--- begin SUPPLIED MATERIAL ---
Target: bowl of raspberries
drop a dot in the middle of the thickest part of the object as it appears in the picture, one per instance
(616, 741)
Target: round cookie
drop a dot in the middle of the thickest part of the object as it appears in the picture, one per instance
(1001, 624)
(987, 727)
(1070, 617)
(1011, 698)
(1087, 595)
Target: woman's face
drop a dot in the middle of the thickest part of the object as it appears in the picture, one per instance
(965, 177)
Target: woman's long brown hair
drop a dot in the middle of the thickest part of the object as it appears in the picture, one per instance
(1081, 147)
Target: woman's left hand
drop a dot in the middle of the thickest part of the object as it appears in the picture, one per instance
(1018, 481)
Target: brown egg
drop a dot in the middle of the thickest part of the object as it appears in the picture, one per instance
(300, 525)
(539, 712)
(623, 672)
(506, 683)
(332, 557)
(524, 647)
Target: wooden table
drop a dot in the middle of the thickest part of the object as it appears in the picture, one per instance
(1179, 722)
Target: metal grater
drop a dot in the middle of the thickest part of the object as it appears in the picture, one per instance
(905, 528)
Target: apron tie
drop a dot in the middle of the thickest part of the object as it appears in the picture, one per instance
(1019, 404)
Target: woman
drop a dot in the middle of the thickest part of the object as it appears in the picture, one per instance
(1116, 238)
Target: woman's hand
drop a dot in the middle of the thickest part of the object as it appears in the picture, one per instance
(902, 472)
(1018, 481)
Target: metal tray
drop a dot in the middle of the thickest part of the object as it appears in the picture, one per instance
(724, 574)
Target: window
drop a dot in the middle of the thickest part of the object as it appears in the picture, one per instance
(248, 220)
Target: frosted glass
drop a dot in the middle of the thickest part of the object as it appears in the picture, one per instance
--- end SUPPLIED MATERIAL ---
Copy the listing word for word, from the line containing "Target: frosted glass" through the end of the listing.

SOLUTION:
Target: frosted glass
drop a dot in the middle of the thickest part of the object as it appears in the picture, one per instance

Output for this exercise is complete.